Work instructions >> The whole of the data is to be reproduced exactly.

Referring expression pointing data
>>>>

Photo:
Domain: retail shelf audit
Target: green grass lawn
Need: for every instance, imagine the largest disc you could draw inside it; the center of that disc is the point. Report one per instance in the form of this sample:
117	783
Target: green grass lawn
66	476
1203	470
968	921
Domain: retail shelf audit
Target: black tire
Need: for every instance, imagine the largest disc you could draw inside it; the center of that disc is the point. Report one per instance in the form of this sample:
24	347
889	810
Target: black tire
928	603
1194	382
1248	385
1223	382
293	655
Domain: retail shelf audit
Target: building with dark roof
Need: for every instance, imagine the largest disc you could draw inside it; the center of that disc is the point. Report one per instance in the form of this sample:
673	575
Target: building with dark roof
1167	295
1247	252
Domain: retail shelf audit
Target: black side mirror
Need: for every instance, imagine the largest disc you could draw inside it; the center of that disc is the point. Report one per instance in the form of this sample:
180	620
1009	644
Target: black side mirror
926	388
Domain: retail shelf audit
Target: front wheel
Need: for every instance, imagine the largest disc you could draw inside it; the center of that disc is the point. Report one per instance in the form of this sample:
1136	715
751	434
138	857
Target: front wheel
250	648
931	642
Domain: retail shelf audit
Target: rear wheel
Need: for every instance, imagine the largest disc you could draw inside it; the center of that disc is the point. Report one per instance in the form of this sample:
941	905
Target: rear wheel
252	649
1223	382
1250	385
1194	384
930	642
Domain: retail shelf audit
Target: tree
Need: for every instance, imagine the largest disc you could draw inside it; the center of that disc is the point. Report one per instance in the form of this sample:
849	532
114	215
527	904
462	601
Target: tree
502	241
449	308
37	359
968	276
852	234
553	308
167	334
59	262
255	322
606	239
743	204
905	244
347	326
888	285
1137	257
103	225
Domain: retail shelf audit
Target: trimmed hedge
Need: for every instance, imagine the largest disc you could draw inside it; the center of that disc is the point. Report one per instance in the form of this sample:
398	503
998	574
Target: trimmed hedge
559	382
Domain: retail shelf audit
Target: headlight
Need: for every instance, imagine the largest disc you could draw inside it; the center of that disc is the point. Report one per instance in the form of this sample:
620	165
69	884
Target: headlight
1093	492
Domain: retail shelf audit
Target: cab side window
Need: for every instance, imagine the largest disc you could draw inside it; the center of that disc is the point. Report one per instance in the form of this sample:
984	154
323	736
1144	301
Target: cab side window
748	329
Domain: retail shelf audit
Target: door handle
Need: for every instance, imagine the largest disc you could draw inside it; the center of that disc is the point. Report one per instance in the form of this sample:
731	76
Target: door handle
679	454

<<<<

Exercise output >>
Photo:
Domain: retail shelf audit
Target: green grass lawn
Need: for every instance, imagine the largest disc you could draw inside it; the center of that disc is the point. Report one per instance in the form of this sample:
117	783
Target: green grass lawn
66	476
1203	470
968	921
Domain: retail shelf audit
Target: black tire
Need: for every instance, imagine the largest disc you could draw inside it; the center of that disc is the point. Report one per instance in the form of this sample:
24	347
889	810
Target: black tire
928	603
1194	382
1248	385
1223	382
293	655
Domain: retail shelf audit
Target: building with dark roof
Need: for every instance, imagine the largest disc you could draw inside it; the center of that disc is the point. Report one per instance in the form of this sample:
673	575
Target: building with dark roof
1167	295
1247	252
Domain: retail shelf audit
Target: black side mirror
Need: for every instance, imagine the largest disc you could draw inside it; the center of that disc is the point. Report one per instance in the form of this sample:
180	620
1009	644
Target: black side mirror
926	388
Domain: retail shelf audit
Target: front wheel
Need: for every instance, imagine the largest disc you could draw inside it; the center of that disc is the point. Report one per instance in the form of this sample:
1136	715
751	434
138	857
Target: front wheel
250	648
931	642
Domain: retail shelf audit
Target: rear wheel
Need: for every instance, imagine the largest disc you could draw inside it; the center of that disc is the point. Report one per instance in the form of this sample:
941	905
Target: rear wheel
252	649
1223	382
1250	385
1194	384
930	642
Domain: retail shelf audit
Target: tree
Need: for every instance, imagine the largest disc you could draw inside it; the center of that disc is the point. Report one per instance in the form of this sample:
849	532
114	215
527	904
462	601
Target: tree
502	241
449	308
37	359
968	276
852	234
553	308
167	334
59	262
255	322
606	239
743	204
905	244
347	326
888	285
1137	257
103	225
Domain: retail shelf audit
Target: trimmed hedge
Need: for every instance, imagine the largest disc you could draw inside it; the center of that disc is the point. Report one per instance in the form of this sample:
398	503
998	574
Target: trimmed hedge
559	382
Domain: retail shelf audit
Target: headlight
Need: for every instance, imagine the largest disc you could draw inside it; the center of that disc is the point. Report one per instance in the form of this sample:
620	165
69	884
Target: headlight
1093	492
Domain: retail shelf audit
Target: cab side window
Need: for every instance, imagine the largest disc you could draw inside it; the center of that disc is the point. Report one per instance in the form of this sample:
984	154
323	736
1144	301
Target: cab side window
748	329
Domain: retail shelf audit
Target: door handle
Need: for every instance, imagine the largest disc you could draw inside it; the center of that disc is the point. Report one per instance in the form of this sample:
731	76
Target: door handle
679	454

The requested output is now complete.